- EXERCISE BRIEF: Without changing anything, transcribe all of the entries.

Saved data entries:
════════════════════
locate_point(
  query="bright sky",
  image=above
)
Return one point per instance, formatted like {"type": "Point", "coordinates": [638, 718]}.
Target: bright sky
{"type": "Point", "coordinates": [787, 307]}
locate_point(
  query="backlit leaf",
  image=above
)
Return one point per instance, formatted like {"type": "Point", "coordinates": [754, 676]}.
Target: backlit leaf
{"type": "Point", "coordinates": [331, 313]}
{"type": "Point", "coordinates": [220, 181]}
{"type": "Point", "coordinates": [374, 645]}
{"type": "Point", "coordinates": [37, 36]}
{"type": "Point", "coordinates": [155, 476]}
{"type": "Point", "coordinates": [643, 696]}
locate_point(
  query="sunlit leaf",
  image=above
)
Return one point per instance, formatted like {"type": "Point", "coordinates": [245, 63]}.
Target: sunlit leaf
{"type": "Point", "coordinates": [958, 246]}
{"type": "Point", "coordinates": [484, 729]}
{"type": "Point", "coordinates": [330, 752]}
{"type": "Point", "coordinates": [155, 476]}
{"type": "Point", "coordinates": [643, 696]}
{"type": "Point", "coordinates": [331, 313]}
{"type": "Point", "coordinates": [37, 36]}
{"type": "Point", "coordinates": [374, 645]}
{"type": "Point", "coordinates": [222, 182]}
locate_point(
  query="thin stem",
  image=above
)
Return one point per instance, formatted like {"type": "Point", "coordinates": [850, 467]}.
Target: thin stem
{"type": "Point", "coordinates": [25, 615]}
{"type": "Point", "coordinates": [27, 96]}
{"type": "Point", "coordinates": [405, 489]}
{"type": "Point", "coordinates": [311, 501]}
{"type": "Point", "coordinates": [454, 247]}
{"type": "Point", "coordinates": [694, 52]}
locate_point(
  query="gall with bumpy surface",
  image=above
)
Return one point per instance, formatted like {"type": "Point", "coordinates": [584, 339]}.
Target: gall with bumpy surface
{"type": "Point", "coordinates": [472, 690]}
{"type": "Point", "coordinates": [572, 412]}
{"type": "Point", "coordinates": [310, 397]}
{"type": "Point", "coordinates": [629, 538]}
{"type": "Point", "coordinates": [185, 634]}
════════════════════
- EXERCISE RESPONSE:
locate_point(
  query="bright sky",
  image=above
)
Return one point per instance, formatted like {"type": "Point", "coordinates": [638, 718]}.
Target: bright sky
{"type": "Point", "coordinates": [787, 307]}
locate_point(
  query="backlit leaf",
  image=above
)
Return one point per instance, formatted like {"type": "Point", "coordinates": [754, 676]}.
Target: backlit leaf
{"type": "Point", "coordinates": [331, 313]}
{"type": "Point", "coordinates": [220, 181]}
{"type": "Point", "coordinates": [374, 645]}
{"type": "Point", "coordinates": [37, 36]}
{"type": "Point", "coordinates": [155, 476]}
{"type": "Point", "coordinates": [643, 696]}
locate_point(
  query="sunlit leaf",
  image=above
)
Return one point per instance, formatted like {"type": "Point", "coordinates": [245, 63]}.
Target: sunlit leaf
{"type": "Point", "coordinates": [958, 246]}
{"type": "Point", "coordinates": [484, 729]}
{"type": "Point", "coordinates": [330, 752]}
{"type": "Point", "coordinates": [155, 476]}
{"type": "Point", "coordinates": [643, 696]}
{"type": "Point", "coordinates": [331, 313]}
{"type": "Point", "coordinates": [37, 36]}
{"type": "Point", "coordinates": [374, 645]}
{"type": "Point", "coordinates": [222, 182]}
locate_point(
  query="thin stem",
  image=above
)
Return one point per instance, formatted like {"type": "Point", "coordinates": [850, 467]}.
Target: thin stem
{"type": "Point", "coordinates": [25, 615]}
{"type": "Point", "coordinates": [27, 96]}
{"type": "Point", "coordinates": [405, 489]}
{"type": "Point", "coordinates": [311, 501]}
{"type": "Point", "coordinates": [454, 247]}
{"type": "Point", "coordinates": [694, 52]}
locate_point(
  query="gall with bumpy surface",
  image=above
)
Return one point per instance, formatted like {"type": "Point", "coordinates": [584, 339]}.
Target: gall with bumpy surface
{"type": "Point", "coordinates": [472, 690]}
{"type": "Point", "coordinates": [572, 412]}
{"type": "Point", "coordinates": [310, 397]}
{"type": "Point", "coordinates": [629, 538]}
{"type": "Point", "coordinates": [185, 634]}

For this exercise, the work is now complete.